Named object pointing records

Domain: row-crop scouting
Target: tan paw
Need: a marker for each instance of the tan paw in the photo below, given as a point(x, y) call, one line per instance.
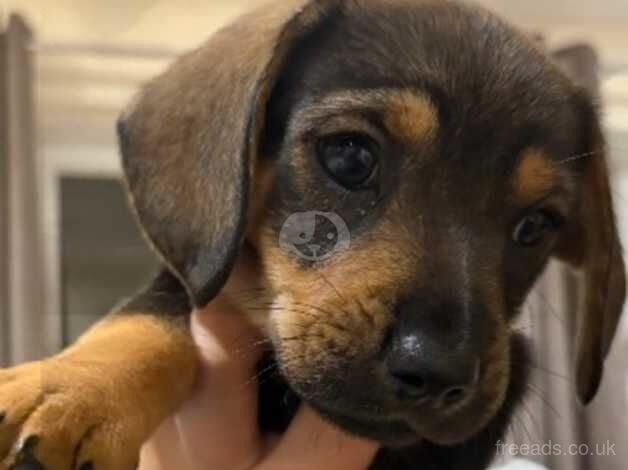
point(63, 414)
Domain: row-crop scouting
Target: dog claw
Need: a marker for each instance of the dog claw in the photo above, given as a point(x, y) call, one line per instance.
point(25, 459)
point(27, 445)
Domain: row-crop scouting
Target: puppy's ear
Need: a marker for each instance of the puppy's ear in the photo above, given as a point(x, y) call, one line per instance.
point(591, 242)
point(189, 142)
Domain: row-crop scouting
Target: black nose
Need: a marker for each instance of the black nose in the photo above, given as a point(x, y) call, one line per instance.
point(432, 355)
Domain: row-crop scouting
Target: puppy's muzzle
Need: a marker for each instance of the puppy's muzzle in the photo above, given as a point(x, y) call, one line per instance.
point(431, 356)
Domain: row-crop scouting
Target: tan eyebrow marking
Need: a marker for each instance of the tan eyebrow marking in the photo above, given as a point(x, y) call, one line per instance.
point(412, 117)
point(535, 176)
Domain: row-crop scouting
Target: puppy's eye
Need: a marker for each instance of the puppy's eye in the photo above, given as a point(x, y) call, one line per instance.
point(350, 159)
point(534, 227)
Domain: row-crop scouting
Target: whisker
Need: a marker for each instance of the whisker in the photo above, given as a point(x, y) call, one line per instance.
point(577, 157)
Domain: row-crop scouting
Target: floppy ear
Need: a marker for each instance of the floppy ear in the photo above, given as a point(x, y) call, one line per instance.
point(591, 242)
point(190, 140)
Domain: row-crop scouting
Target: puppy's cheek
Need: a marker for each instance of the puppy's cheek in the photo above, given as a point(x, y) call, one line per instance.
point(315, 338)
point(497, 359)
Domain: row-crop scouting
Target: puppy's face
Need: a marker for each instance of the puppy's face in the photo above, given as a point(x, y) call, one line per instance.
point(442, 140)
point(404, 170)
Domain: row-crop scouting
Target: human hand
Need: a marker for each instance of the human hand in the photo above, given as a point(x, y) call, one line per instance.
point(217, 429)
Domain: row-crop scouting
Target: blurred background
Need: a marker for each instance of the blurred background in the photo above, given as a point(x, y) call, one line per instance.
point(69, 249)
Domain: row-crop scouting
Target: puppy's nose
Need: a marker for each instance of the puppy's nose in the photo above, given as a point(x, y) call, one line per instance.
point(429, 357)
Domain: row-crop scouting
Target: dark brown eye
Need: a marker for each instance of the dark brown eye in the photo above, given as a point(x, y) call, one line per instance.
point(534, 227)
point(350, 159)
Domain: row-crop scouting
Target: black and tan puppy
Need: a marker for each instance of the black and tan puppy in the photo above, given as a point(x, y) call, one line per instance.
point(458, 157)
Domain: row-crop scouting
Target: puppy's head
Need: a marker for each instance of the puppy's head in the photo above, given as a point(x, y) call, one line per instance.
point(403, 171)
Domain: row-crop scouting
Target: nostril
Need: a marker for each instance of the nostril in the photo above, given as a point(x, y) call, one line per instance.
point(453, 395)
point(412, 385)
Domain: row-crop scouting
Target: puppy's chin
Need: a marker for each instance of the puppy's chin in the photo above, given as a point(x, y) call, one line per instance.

■ WHAT TO WORK ON
Copy out every one of these records line for line, omitting the pictures from your answer.

■ COMPLETE RESPONSE
Domain: row-crop scouting
Target: tan paw
Need: a marker for each instance of the tan paw in the photo below, given as a point(x, y) call, one line per instance.
point(63, 414)
Domain: row-crop scouting
Target: dog claw
Need: a marker for each instance of the dog claw in the photo above, given as a point(x, y) call, one line per instance.
point(25, 459)
point(27, 445)
Domain: row-crop scouting
Target: puppy's ear
Need: a marker for each instance of the puppy's ear in the photo above, given as a point(x, y) call, one line per instance.
point(591, 242)
point(189, 142)
Domain: row-crop scouting
Target: black nose
Need: a marker for each instance of the black nose in the photo above, given as a point(x, y) call, one line per instance.
point(432, 355)
Domain: row-crop scouting
Target: puppy's muzzle
Need: a marker for each instance of the puppy's muzzle in the photo above, given as a point(x, y) call, one line per instance.
point(431, 356)
Domain: row-crop scouting
Target: tan eyebrow marking
Need: a marker for each instance of the tan eyebrow marking in the photo above, given as a point(x, y) call, one line per instance.
point(412, 117)
point(535, 176)
Domain: row-crop scouting
Target: puppy's eye
Need: a marker for each instance of the puppy's eye in the photo above, given as a point(x, y) call, one line per instance.
point(350, 159)
point(534, 227)
Domain: row-crop scouting
Target: whisker
Need: a marker for each instance of the whisker in the photo above, given as a point(x, y) call, one line per instance.
point(577, 157)
Domain: row-crop scouting
Target: floppy ear
Need: a marker for each instance of the floppy ear in the photo above, given as a point(x, y) call, one line per instance.
point(591, 242)
point(190, 140)
Domain: row-crop scouting
Target: puppy's cheek
Need: a marker for each instance of the puppy's cheek in the photo above, given as a point(x, y) call, one line per instance.
point(315, 338)
point(497, 359)
Domain: row-crop scouting
Target: puppy's face
Need: a marker for each instance of the puppy's face in the photo above, given as a point(x, y) call, one line per instance.
point(442, 140)
point(404, 170)
Domain: row-crop scouting
Target: human hand
Need: a marker for each instance of the human hand in the photo above, given as a point(x, y) call, one line per instance.
point(217, 429)
Domain: row-crop scouting
Target: blurred background
Need: a marker for each instance of the blurred background in the photo above, given as a point(x, y) call, one line per instance.
point(69, 249)
Domain: row-crop scouting
Target: puppy's nose
Need: a marker for each instance of the puppy's nose in the photo above, given as a point(x, y) call, one line per instance.
point(429, 357)
Domain: row-crop scouting
Target: dark brown eye
Need: a marker for each instance of the dark brown eye in the photo above, given as a point(x, y) call, one line per instance.
point(534, 227)
point(350, 159)
Domain: row-crop scouting
Target: black and tan puppy
Need: a marker for each instance of the black and tan puppy in the photo above, given as a point(x, y) call, one line per instance.
point(458, 157)
Domain: row-crop scouting
Target: puppy's head
Need: a marker for each instance of the puppy's head in the photo above, given as a point(x, y) call, one line per instance.
point(403, 171)
Domain: row-crop scouting
Target: nostril
Need: a marker for each instance of the nostril in the photo above, given as a point(x, y) call, one line per instance.
point(453, 395)
point(412, 385)
Domain: row-crop scouting
Target: puppy's chin
Need: a marker for each instance of the puppy's chin in the photo above, given as a point(x, y) call, one line per instance.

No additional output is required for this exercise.